● Compiti assegnati
[A] Riscriva il tratto dell'elenco compreso tra la riga contenente «of the pile» e la fine dell'elenco, sostituendo «pile of books» con «stack of books» e lasciando invariato tutto il resto.
[B] Scriva la parte successiva dell'intervista sui cervelli italiani in fuga, riprendendo dopo l'ultima risposta riportata.

━━━━━ Testo di riferimento ━━━━━

Cervelli italiani in fuga

La storia di un giovane campano, modello per mille altre storie, il vero damma di questo Paese

Roma – Luca Baracchi, 35 anni, campano, è uno degli italiani il cui talento nella progettazione e gestione di grandi eventi è riconosciuto e apprezzato all’estero. Luca si occupa ormai da dieci anni di pianificazione e controllo per i grandi eventi sportivi internazionali con una predilezione per project management e il protocollo olimpico. La sua carriera comincia con le Olimpiadi Invernali di Torino 2006 quando, studente alla SIOI (Società Italiana per l’Organizzazione Internazionale – ente che opera sotto l’egida del Ministero degli Esteri e della Cooperazione Internazionale), si ritrova catapultato in un mondo lavorativo di cui non conosceva l’esistenza.

In che modo è iniziato questo insolito percorso lavorativo?

Per puro caso. Frequentavo il corso ……. Alla SIOI e ci comunicarono che gli organizzatori delle olimpiadi sarebbero venuti a fare le selezioni per reclutare 20?/40? Ragazzi da collocare con il ruolo di Venue Protocol Manager. Spinto sia dalla curiosità che dalla voglia di mettermi in gioco partecipai alle selezioni. Posso dire che si è trattato di amore a prima vista.

Cosa voleva “fare da grande”?

Mi sono laureato in Scienze Internazionali e Diplomatiche e avrei voluto intraprendere la carriera diplomatica, appunto. Per questo feci i test per la SIOI. Mi resi conto presto, però, che spendere anni a studiare per un concorso difficile, certo, ma in cui la capacità personale non era l’unica variabile non faceva per me e quando scoprii il mondo della pianificazione sportiva me ne innamorai subito. In fondo, di carriera internazionale e diplomazia si trattava.

━━━━━ Elenco di riferimento ━━━━━

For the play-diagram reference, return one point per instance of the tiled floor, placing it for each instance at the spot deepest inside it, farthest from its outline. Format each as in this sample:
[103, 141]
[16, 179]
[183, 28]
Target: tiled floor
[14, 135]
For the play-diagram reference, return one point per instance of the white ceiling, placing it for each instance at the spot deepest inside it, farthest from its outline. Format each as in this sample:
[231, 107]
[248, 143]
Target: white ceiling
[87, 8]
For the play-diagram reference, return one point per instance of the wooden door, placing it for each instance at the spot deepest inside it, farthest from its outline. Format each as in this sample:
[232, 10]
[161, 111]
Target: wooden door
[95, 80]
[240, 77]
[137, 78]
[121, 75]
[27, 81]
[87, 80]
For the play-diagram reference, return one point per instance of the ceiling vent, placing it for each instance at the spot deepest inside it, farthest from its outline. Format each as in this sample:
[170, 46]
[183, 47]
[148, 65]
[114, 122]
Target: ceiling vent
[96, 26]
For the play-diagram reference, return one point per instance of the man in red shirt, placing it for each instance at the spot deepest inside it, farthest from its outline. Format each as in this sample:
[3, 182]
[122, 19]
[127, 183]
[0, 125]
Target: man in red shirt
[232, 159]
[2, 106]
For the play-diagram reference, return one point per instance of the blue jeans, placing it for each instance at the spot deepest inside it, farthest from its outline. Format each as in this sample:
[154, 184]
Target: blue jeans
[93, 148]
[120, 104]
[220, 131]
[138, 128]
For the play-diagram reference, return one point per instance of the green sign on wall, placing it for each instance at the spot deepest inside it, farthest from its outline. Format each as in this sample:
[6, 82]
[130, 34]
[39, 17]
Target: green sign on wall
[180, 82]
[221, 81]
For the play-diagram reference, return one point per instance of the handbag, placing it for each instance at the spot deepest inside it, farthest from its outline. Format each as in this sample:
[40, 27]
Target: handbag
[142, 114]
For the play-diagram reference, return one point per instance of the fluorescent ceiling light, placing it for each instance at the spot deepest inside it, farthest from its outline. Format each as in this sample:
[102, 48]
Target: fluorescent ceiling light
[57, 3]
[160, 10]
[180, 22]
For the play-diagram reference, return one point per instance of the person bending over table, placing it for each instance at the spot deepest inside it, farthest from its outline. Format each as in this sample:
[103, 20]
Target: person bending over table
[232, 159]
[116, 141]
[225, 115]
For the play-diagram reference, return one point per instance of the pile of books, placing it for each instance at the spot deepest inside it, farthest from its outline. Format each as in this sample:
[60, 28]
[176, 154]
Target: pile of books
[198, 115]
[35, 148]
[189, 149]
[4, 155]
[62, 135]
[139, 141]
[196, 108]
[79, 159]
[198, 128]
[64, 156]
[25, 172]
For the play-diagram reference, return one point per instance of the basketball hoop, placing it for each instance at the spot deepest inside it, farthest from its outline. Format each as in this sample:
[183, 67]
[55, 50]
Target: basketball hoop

━━━━━

● Risposte scritte
[A]
For the play-diagram reference, return one point per instance of the stack of books, placing it for each instance at the spot deepest inside it, farthest from its outline. Format each as in this sample:
[60, 28]
[176, 154]
Target: stack of books
[198, 115]
[35, 148]
[189, 149]
[4, 155]
[62, 135]
[139, 141]
[196, 108]
[79, 159]
[198, 128]
[64, 156]
[25, 172]
For the play-diagram reference, return one point per instance of the basketball hoop, placing it for each instance at the spot deepest inside it, farthest from its outline. Format each as in this sample:
[183, 67]
[55, 50]
Target: basketball hoop

[B]
Dopo l’esperienza di Torino com’è andata?

Partii per il Qatar dove fui assunto come Language Services Manager agli Asian Games di Doha 2006. Un’altra esperienza significativa in un paese fuori dalle rotte turistiche. Rientrato in Italia speravo di poter essere impiegato presso il CONI o una delle nostre federazioni sportive, come accade ai colleghi stranieri, attesi a braccia aperte dalle istituzioni del proprio Paese. Per un anno, quindi, lavorai in un’azienda inglese che si occupava di ospitalità e corporate a Torino che poi chiuse i battenti mentre gli impiegati, me compreso, erano in ferie e sparì senza pagare il dovuto a nessuno. Devo dire, un’esperienza anche quella. Fummo abbandonati anche dalle istituzioni locali e nazionali che, paradossalmente, non prevedevano alcuna tutela per noi ma avevano concesso agevolazioni fiscali alle aziende straniere. Nel 2008 fui assunto per curare l’ufficio stampa e il protocollo del Campionato Mondiale di Pugilato di Milano 2009 e allo scadere del contratto ero su un aereo per Singapore dove lavorai per i primi Youth Olympic Games di Singapore 2010. Una sfida emozionante, esotica, unica.

Lei era l’unico italiano a lavorare per questo evento lontano 12 ore d’aereo?

Ero uno dei 4 impiegati dal comitato organizzatore, il terzo in ordine di arrivo. Ricordo con tristezza che non ci furono nemmeno due righe su di noi mentre i francesi, ad esempio, ricevevano elogi a destra e a manca dalla propria ambasciata e dai giornali nazionali, promuovendo cosi i Giochi nel proprio Paese. Non è stato facile abituarsi al caldo, all’accento, agli usi e costumi diversi da quelli occidentali. Ma eravamo li, per un evento unico, pochi ma buoni.

Non aveva voglia di fermarti?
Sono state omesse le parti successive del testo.